Given task 1 ::
Answer these questions from the text on the MS13 gangs:
(a) Under which presidential administration did the gangs emerge, and in which city?
(b) What is the full name of the 1996 act that Bill Clinton passed?
(c) In which three countries does the Transnational Anti-Gang (TAG) Taskforce operate?
Given task 2 ::
Carry on the text on the MS13 gangs from the point where it stops.

He’s gone on a few more MS13-themed Twitter tirades since then, but not before Attorney General Jeff Sessions took to the media to say that MS13 could potentially qualify as a terrorist group. I’ve opined before that the US-Mexico border wall would be  built on the backs of Central Americans, and the White House believes that fear mongering over the Maras is the perfect tool to accomplish this.

Insinuating Barack Obama is responsible for the MS13 is ahistorical and factually incorrect. The gangs emerged during the Reagan Administration, originating in Los Angeles. They actually grew stateside following the arrival of youth fleeing a 12-year civil war in El Salvador, a conflict where US-funded death squads committed 80 percent of the war crimes. These displaced and traumatized children exchanged one conflict zone for another. Many found themselves in Los Angeles – a city that already had its own gang problems and heavily criminalized black and brown youth.

Matters only intensified in the late 90s when Bill Clinton passed the Illegal Immigration Reform and Immigrant Responsibility Act of 1996 (IIRIRA) in an attempt to be “tough on crime,” and expanded the criteria of offenses for which one could be deported. Subsequently, post-war El Salvador received an influx of mareros that it was unequipped to handle, and thus their membership grew rapidly throughout the region.

The idea to crack down on the MS-13 is hardly anything new. George W. Bush created a special task FBI force to do just that. The latest iteration, the Transnational Anti-Gang (TAG) Taskforce expanded under Obama and operates to this day in El Salvador, Guatemala and Honduras, where violent conditions have only worsened. In the 2000s, strong-armed “mano dura” tactics – involving the extrajudicial killings of mareros by the militarized police – led to a never-ending stand-off that extends to the present day. Currently in “peace time,” El Salvador’s homicide levels are rivaling those of the 12-year civil war.

Criminalization and deportation have only made gangs like the MS13 more widespread.

Stored rows ::
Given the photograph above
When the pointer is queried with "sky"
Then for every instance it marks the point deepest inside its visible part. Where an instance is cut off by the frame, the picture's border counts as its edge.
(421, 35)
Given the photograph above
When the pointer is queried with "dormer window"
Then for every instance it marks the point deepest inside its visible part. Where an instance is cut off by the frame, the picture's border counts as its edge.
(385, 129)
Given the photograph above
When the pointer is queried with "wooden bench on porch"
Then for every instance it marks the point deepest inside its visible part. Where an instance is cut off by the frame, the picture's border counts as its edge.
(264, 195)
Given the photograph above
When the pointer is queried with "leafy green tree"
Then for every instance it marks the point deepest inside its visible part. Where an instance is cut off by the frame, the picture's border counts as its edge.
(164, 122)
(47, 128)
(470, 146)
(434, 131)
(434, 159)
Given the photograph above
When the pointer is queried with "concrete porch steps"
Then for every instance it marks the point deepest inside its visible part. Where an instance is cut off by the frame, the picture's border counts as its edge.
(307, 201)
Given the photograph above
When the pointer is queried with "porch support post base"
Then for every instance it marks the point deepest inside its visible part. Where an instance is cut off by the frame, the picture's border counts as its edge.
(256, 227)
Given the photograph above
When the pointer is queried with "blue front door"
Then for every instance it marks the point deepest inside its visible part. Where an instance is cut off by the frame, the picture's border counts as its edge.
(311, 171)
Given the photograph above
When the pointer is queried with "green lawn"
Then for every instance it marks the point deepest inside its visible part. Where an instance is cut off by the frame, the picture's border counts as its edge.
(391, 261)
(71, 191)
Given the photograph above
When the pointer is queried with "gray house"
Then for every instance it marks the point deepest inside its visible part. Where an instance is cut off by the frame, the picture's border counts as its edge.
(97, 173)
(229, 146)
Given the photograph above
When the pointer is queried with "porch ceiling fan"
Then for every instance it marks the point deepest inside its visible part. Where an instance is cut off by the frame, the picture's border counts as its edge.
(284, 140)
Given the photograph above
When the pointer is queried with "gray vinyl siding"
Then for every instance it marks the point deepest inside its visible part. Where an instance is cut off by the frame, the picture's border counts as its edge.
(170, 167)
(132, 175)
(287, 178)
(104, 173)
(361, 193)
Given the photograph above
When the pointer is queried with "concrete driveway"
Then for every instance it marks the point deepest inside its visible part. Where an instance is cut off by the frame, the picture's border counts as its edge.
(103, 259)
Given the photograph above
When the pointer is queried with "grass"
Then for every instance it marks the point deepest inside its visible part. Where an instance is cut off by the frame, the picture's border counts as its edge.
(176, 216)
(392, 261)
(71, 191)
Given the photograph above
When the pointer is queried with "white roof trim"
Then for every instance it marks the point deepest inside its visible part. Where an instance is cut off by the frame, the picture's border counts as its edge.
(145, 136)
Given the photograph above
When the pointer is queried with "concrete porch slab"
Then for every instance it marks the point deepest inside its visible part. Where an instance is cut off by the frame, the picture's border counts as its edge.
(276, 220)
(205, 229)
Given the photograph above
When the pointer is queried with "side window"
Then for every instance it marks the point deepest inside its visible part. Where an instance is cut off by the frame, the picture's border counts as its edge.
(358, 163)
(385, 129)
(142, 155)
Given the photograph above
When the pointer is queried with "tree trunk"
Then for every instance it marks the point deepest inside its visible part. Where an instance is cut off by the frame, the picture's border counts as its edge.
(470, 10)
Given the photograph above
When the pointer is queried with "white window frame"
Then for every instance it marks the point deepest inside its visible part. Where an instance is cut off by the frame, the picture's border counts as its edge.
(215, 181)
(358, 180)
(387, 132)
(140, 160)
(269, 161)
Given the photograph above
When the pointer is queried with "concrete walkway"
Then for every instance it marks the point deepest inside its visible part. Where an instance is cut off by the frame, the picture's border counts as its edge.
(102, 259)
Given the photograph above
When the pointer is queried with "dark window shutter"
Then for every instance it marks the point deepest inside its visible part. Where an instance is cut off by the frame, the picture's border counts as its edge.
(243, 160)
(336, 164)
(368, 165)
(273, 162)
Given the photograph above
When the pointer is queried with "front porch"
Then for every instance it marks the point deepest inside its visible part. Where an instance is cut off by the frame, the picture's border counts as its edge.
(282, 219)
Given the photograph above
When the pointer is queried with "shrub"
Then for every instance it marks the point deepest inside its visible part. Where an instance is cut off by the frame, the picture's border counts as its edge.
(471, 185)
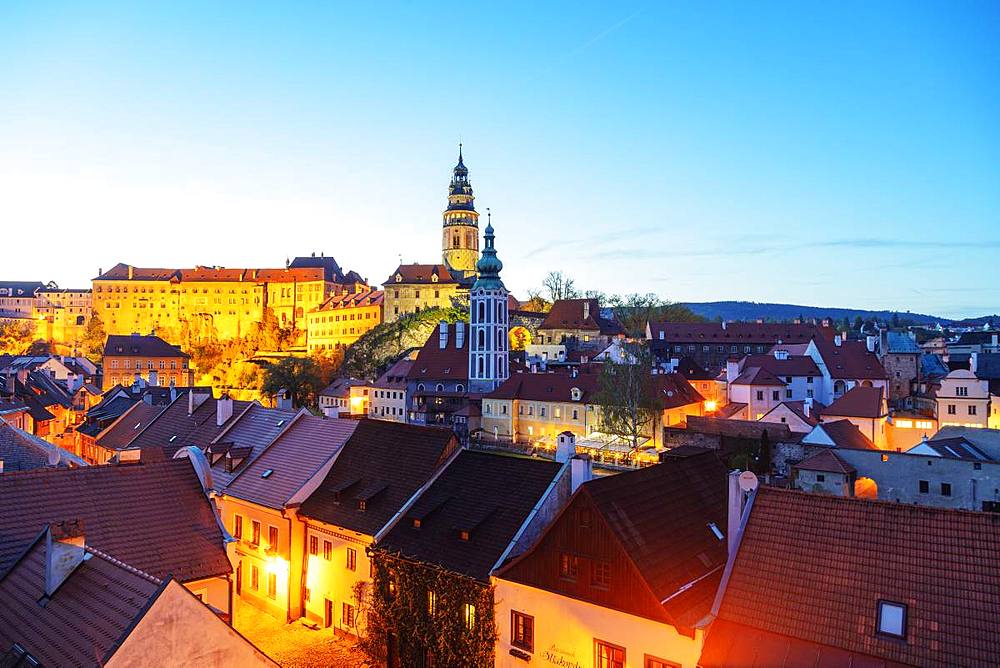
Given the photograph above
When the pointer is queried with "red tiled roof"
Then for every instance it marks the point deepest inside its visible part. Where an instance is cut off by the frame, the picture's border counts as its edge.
(293, 459)
(845, 434)
(436, 363)
(793, 365)
(382, 463)
(421, 273)
(758, 376)
(733, 332)
(815, 567)
(850, 360)
(866, 402)
(582, 314)
(86, 618)
(154, 516)
(826, 460)
(135, 345)
(546, 387)
(369, 297)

Expected answer 1 ::
(a) The Reagan Administration, in Los Angeles.
(b) The Illegal Immigration Reform and Immigrant Responsibility Act of 1996.
(c) El Salvador, Guatemala and Honduras.

Expected answer 2 ::
In hopes of fomenting xenophobia toward those fleeing the troubled region, Trump announced the creation of a new office called The Victims Of Immigration Crime Engagement (VOICE), a new government agency under the Department of Homeland Security that highlights crimes committed by undocumented immigrants. This is part of their national effort to stifle sanctuary cities, under the pretext of strengthening security. Interestingly enough, sanctuary cities can trace their roots to the Sanctuary Movement of the 1980s as a response to protect undocumented Central Americans fleeing wars abetted by US intervention. Currently, Central American minors are fleeing the region, in large part to escape recruitment from groups like the MS13. The dismantling of sanctuary cities and sending undocumented children back to Central America would likely result in more gang members, not fewer.

This isn’t to say that Maras shouldn’t be addressed; often the question we often ask ourselves in the Salvadoran diaspora is “how do we stop this cycle of violence?” This is something I can’t answer, but I can only conclude that it will require a multi-faceted transnational alternative to what we have now. I don’t think the current solutions attempt to find and address potential root causes. An exposé titled Killers on a Shoestring: Inside the Gangs of El Salvador, a collaboration between the New York Times and El Salvador’s El Faro, demystified some of the gang’s transnational dealings and suggested that economic inequality and the disenfranchisement of poor youth plays a major role.

Historically, criminalization and deportation have only made gangs like the MS13 more widespread, creating violence and more refugees. Just as we saw Trump use ISIS to justify the Muslim ban – which, by the way, halted Central American refugees too – we can expect MS13 to be weaponized similarly to turn back vulnerable Central Americans. Next time Trump inevitably evokes MS13 in the name of national safety, know that it is a dog whistle for the wall, denying refugees, and further destabilizing the region.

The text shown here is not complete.